-------- Exercise data

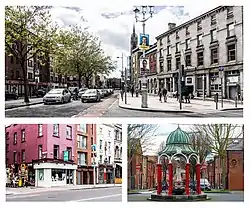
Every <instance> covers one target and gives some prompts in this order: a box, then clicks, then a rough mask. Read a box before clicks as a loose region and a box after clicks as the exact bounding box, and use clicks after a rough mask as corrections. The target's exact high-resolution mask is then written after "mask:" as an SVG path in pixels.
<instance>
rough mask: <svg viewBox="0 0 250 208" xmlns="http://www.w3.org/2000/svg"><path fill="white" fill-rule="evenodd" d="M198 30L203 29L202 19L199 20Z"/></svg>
mask: <svg viewBox="0 0 250 208" xmlns="http://www.w3.org/2000/svg"><path fill="white" fill-rule="evenodd" d="M197 30H202V24H201V21H198V22H197Z"/></svg>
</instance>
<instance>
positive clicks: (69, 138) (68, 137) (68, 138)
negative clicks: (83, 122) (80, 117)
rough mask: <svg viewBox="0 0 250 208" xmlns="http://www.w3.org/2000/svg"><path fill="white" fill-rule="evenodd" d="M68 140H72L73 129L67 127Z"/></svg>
mask: <svg viewBox="0 0 250 208" xmlns="http://www.w3.org/2000/svg"><path fill="white" fill-rule="evenodd" d="M66 138H67V139H72V127H71V126H67V127H66Z"/></svg>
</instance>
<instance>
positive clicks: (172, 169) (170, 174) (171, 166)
mask: <svg viewBox="0 0 250 208" xmlns="http://www.w3.org/2000/svg"><path fill="white" fill-rule="evenodd" d="M168 176H169V184H168V195H169V196H170V195H172V194H173V165H172V163H169V164H168Z"/></svg>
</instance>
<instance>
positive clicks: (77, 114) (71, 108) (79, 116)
mask: <svg viewBox="0 0 250 208" xmlns="http://www.w3.org/2000/svg"><path fill="white" fill-rule="evenodd" d="M117 96H118V94H117V93H114V94H113V95H111V96H109V97H106V98H104V99H102V101H101V102H99V103H96V102H88V103H82V102H81V101H80V100H72V101H71V102H70V103H64V104H51V105H44V104H43V103H38V104H35V102H38V101H39V100H34V101H33V100H32V99H31V103H32V102H33V103H34V104H33V105H30V106H22V105H21V104H22V101H21V100H20V101H19V104H20V105H19V106H18V104H16V107H15V108H12V109H5V116H6V117H100V116H102V114H103V113H105V112H106V111H107V110H108V109H109V107H110V106H112V104H113V103H114V102H116V101H117ZM17 101H18V100H17ZM17 101H15V102H14V101H6V103H7V105H9V106H11V105H13V104H8V103H9V102H12V103H16V102H17Z"/></svg>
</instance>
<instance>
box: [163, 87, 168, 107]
mask: <svg viewBox="0 0 250 208" xmlns="http://www.w3.org/2000/svg"><path fill="white" fill-rule="evenodd" d="M167 93H168V91H167V89H166V88H165V87H164V88H163V91H162V94H163V98H164V102H165V103H166V102H167Z"/></svg>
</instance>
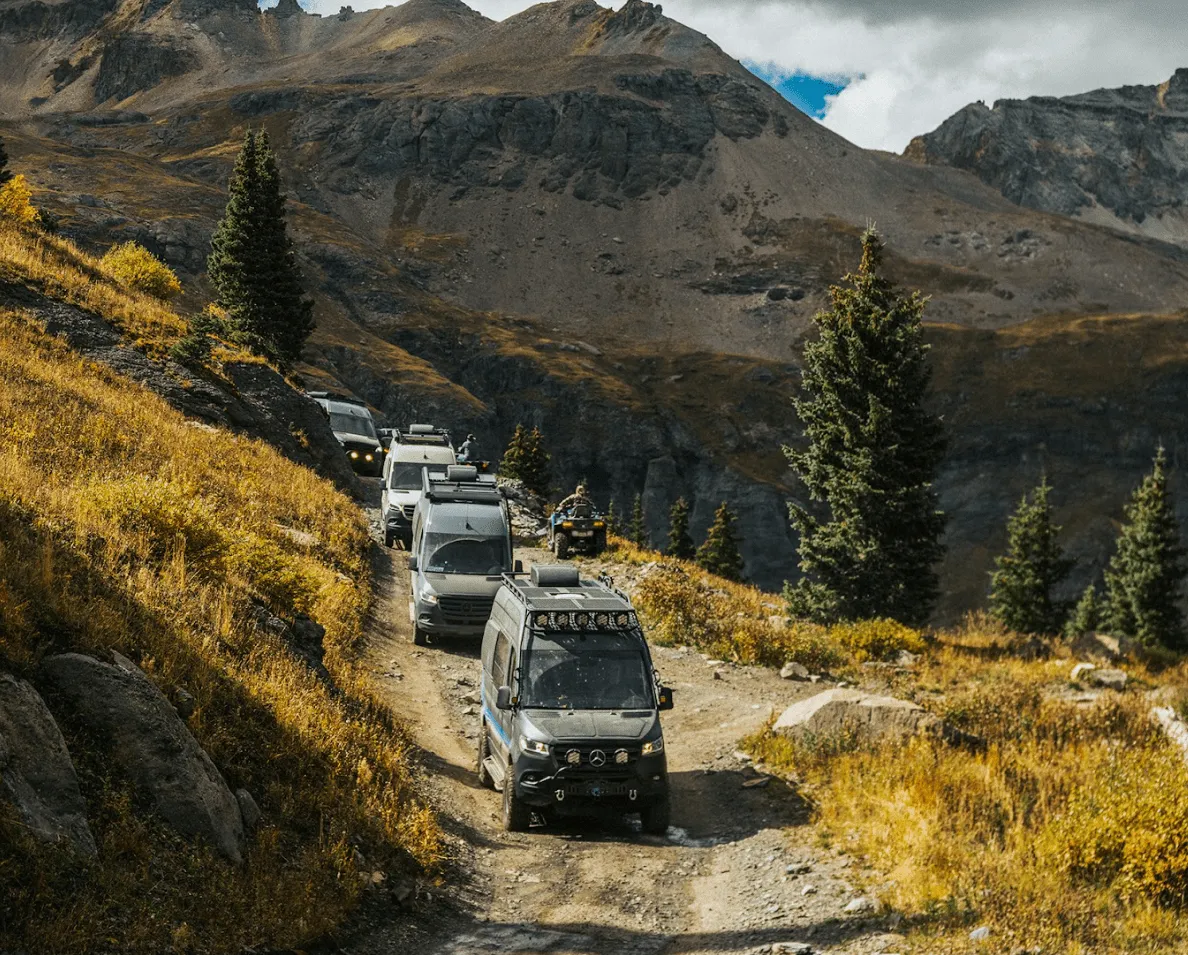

----------------

Assignment - Transcribe each entry exactly; images stay out.

Exercise solution -
Every <instance> covers one target and gives some prompts in this order: a box, then clicks, then a rough mask. Read a box before clicks as a loose region and a box after clicks as the exact bounding box, and use clicks after a rough mask as corrections. The target's exact high-resolution mask is then written after "mask:" as an SVG path in pixels.
<instance>
rough mask: <svg viewBox="0 0 250 208" xmlns="http://www.w3.org/2000/svg"><path fill="white" fill-rule="evenodd" d="M198 30L203 29L202 19L199 20Z"/></svg>
mask: <svg viewBox="0 0 250 208" xmlns="http://www.w3.org/2000/svg"><path fill="white" fill-rule="evenodd" d="M197 30H202V24H201V21H198V22H197Z"/></svg>
</instance>
<instance>
positive clicks: (69, 138) (68, 137) (68, 138)
negative clicks: (83, 122) (80, 117)
rough mask: <svg viewBox="0 0 250 208" xmlns="http://www.w3.org/2000/svg"><path fill="white" fill-rule="evenodd" d="M68 140H72L73 129L67 127Z"/></svg>
mask: <svg viewBox="0 0 250 208" xmlns="http://www.w3.org/2000/svg"><path fill="white" fill-rule="evenodd" d="M66 138H67V139H72V127H71V126H67V127H66Z"/></svg>
</instance>
<instance>
positive clicks: (172, 169) (170, 174) (171, 166)
mask: <svg viewBox="0 0 250 208" xmlns="http://www.w3.org/2000/svg"><path fill="white" fill-rule="evenodd" d="M168 176H169V184H168V195H169V196H170V195H172V194H173V165H172V163H169V164H168Z"/></svg>
</instance>
<instance>
positive clicks: (77, 114) (71, 108) (79, 116)
mask: <svg viewBox="0 0 250 208" xmlns="http://www.w3.org/2000/svg"><path fill="white" fill-rule="evenodd" d="M117 96H118V94H117V93H114V94H113V95H111V96H109V97H106V98H104V99H102V101H101V102H99V103H96V102H88V103H82V102H81V101H80V100H72V101H71V102H70V103H64V104H51V105H44V104H43V103H38V104H35V102H38V101H39V100H34V101H33V100H32V99H31V103H32V102H33V103H34V104H33V105H30V106H22V105H21V104H22V101H21V100H20V101H19V104H20V105H19V106H18V104H16V107H15V108H12V109H5V116H6V117H100V116H102V114H103V113H105V112H106V111H107V110H108V109H109V107H110V106H112V104H113V103H114V102H116V101H117ZM17 101H18V100H17ZM17 101H15V102H14V101H6V103H7V105H9V106H11V105H13V104H8V103H9V102H12V103H16V102H17Z"/></svg>
</instance>
<instance>
box: [163, 87, 168, 107]
mask: <svg viewBox="0 0 250 208" xmlns="http://www.w3.org/2000/svg"><path fill="white" fill-rule="evenodd" d="M167 93H168V91H167V89H166V88H165V87H164V88H163V91H162V94H163V98H164V102H165V103H166V102H167Z"/></svg>
</instance>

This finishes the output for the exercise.